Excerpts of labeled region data
○ ○ ○
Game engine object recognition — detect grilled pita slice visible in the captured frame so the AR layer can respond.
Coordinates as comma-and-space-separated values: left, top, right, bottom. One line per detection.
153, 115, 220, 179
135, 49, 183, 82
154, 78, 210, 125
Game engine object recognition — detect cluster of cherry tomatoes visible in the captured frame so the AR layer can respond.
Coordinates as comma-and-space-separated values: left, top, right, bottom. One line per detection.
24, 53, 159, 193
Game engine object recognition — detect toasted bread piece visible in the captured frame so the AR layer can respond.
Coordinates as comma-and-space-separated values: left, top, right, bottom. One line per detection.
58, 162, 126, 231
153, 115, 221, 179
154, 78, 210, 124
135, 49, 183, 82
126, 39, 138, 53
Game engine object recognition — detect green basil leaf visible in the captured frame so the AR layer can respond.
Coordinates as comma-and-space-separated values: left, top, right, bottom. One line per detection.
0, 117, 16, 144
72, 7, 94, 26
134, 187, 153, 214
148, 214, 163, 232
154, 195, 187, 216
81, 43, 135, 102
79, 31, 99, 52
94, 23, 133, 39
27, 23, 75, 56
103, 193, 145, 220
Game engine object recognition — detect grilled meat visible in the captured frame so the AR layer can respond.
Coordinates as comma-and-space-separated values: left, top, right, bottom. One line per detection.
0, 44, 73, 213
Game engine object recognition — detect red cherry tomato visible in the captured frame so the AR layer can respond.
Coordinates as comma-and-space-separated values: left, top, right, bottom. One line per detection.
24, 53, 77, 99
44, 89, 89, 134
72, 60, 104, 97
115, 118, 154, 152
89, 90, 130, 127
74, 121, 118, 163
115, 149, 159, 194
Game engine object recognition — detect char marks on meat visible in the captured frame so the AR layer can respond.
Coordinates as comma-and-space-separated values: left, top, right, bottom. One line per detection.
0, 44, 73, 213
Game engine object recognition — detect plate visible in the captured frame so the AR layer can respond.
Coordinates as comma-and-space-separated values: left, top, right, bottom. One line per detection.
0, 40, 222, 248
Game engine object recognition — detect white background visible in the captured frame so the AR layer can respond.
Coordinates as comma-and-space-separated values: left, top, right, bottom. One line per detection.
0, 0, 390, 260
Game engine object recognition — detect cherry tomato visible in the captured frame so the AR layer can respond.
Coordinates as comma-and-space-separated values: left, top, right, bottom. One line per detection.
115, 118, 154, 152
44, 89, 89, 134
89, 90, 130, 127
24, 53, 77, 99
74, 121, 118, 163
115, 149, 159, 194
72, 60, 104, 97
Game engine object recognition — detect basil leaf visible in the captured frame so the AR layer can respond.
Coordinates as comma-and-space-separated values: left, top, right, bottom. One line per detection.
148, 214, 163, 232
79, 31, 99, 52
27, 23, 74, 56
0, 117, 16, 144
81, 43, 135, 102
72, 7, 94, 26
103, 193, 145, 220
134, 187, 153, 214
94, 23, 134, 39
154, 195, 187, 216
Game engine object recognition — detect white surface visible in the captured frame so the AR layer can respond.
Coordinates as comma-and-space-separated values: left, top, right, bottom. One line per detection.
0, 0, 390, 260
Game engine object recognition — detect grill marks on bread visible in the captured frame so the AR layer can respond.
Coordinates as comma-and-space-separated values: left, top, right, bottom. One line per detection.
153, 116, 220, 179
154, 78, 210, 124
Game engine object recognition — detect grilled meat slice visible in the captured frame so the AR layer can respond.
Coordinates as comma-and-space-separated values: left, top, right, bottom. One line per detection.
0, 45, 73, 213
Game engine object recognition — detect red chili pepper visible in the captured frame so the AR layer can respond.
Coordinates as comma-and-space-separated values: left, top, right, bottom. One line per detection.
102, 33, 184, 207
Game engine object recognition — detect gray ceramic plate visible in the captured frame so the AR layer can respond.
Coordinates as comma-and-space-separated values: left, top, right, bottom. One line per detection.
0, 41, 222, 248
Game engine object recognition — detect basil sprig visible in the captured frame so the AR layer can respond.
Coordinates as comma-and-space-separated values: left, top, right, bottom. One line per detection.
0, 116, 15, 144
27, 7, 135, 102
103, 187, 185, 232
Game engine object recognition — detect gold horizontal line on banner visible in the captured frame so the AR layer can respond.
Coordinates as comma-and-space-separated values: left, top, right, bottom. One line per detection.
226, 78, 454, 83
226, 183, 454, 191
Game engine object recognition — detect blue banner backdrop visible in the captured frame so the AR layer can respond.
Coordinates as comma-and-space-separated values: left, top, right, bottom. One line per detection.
○ ○ ○
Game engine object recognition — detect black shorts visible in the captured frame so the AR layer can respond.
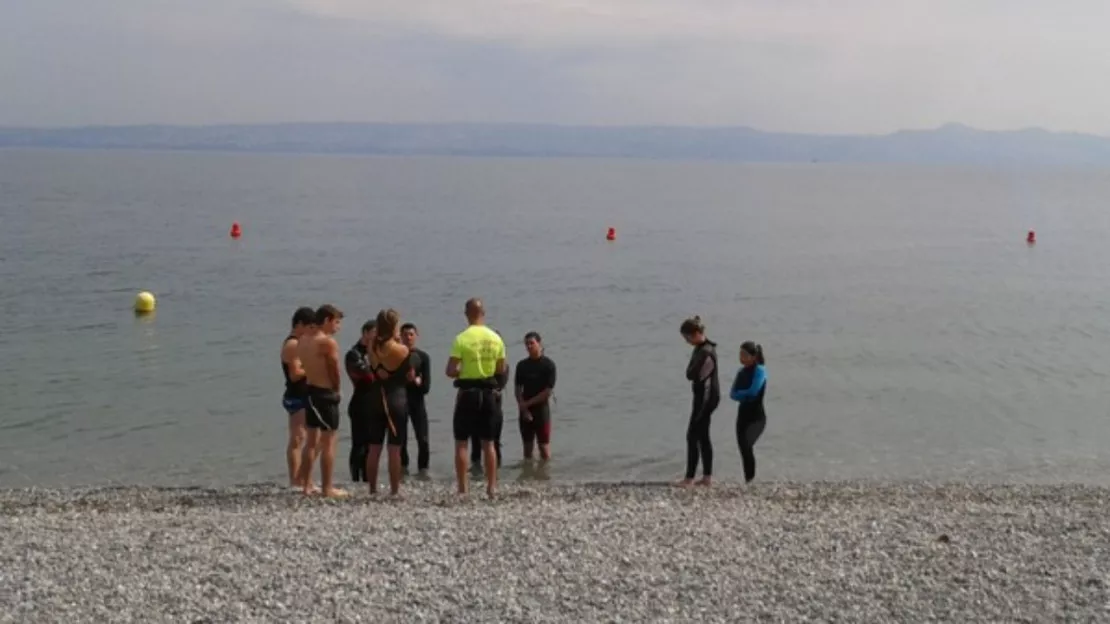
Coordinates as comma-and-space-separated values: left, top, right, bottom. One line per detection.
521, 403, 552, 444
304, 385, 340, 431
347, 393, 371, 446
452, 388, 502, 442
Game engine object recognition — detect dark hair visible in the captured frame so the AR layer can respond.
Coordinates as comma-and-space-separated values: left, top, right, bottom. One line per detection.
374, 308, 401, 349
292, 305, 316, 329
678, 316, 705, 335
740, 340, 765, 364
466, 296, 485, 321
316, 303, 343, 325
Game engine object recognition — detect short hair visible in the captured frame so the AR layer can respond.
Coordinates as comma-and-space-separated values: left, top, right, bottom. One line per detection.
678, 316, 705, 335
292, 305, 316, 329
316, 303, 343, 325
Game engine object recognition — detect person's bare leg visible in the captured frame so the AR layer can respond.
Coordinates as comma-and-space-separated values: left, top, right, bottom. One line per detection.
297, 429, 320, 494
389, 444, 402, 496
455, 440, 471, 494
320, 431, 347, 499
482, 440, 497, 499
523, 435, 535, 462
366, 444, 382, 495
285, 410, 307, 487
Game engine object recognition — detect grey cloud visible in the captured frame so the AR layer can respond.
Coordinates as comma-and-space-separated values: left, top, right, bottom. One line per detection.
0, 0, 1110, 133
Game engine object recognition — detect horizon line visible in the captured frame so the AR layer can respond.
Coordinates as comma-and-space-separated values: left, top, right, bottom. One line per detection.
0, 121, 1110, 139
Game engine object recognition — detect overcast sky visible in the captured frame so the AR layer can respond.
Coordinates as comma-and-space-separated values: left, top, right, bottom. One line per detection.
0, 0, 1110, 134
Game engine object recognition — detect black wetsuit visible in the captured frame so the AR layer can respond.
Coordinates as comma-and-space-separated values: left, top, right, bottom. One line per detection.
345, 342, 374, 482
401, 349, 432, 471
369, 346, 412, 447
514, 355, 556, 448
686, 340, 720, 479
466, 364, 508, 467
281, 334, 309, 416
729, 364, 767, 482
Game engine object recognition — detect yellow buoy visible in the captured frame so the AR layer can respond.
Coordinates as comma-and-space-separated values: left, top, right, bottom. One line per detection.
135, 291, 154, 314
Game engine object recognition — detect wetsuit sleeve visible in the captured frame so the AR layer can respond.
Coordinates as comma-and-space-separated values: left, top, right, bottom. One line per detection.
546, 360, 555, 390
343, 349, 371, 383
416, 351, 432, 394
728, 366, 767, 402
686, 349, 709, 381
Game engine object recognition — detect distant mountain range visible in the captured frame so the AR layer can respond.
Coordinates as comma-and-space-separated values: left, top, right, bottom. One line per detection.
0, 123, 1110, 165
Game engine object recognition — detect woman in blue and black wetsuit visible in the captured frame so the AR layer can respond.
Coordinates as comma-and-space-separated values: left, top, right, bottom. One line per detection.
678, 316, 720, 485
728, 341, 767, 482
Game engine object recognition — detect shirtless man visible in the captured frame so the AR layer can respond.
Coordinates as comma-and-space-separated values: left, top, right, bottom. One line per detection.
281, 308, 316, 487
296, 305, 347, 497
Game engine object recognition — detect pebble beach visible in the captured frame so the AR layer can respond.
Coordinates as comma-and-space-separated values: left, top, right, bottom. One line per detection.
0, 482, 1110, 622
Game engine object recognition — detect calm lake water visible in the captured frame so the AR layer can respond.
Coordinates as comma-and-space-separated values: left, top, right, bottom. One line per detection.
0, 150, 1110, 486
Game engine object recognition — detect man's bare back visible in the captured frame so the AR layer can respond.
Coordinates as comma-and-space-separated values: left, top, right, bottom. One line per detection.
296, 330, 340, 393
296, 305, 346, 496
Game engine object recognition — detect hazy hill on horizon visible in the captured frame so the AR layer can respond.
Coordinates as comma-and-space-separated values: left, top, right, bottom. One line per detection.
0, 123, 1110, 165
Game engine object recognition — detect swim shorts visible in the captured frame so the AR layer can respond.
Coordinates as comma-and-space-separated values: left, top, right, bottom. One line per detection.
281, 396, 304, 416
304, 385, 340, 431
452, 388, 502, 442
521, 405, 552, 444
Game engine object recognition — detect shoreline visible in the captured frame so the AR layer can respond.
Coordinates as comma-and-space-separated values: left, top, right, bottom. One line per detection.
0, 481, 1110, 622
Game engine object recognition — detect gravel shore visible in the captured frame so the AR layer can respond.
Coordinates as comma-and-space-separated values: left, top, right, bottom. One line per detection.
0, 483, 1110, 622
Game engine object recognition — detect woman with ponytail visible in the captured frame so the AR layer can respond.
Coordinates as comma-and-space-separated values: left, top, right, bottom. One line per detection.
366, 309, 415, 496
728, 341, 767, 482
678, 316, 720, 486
○ ○ ○
Rewrite the listing from the line with "Game engine object recognition — detect plate" to the line with "0, 45, 73, 213" as a two-column CSV with the headers text and answer. Give one row for each piece of wording, with the coordinate lines that follow it as its answer, and put each in a single quoted field with line breaks turned into spaces.

text,answer
"Game engine object recognition — detect plate visible in the captured frame so the AR layer can respond. Coordinates as comma-and-space-separated values: left, top, right, bottom. One line per detection.","0, 40, 222, 248"
"Game engine object recognition — detect white background visible in the captured frame so the AR layer can respond. Coordinates as comma-and-space-separated values: left, top, right, bottom. One line per detection.","0, 0, 390, 260"
"Game engine object recognition — detect cherry tomato visible in the captured frame so the AR layer can respond. Coordinates as comma-and-space-separated values: left, top, right, bottom. One line per detection.","115, 118, 154, 152 44, 89, 89, 134 89, 90, 130, 127 24, 53, 77, 99 74, 121, 118, 163 115, 149, 159, 194 72, 60, 104, 97"
"Game engine object recognition — detect basil leaf visible in the captured frame so the AR layer can respond. Coordinates as comma-and-space-separated values: left, top, right, bottom. One line per detection.","148, 214, 163, 232 79, 31, 99, 52 27, 23, 74, 56 0, 117, 16, 144 81, 43, 135, 102 72, 7, 94, 26 103, 193, 145, 220 134, 187, 153, 214 94, 23, 134, 39 154, 195, 187, 216"
"Game engine object recognition — detect white surface visible in the captured frame so the AR layer can respond. Coordinates as comma-and-space-separated values: left, top, right, bottom. One line per detection.","0, 0, 390, 260"
"Game engine object recognition — detect grill marks on bread visible in the captured frame so the AR layer can respond. Coordinates as comma-and-space-separated values: left, top, right, bottom. One line per detection.","153, 116, 220, 179 154, 78, 210, 124"
"Game engine object recognition — detect grilled meat slice visible in the captured frame so the AR layer can respond. Coordinates as comma-and-space-separated values: left, top, right, bottom. One line per detection.","0, 45, 73, 213"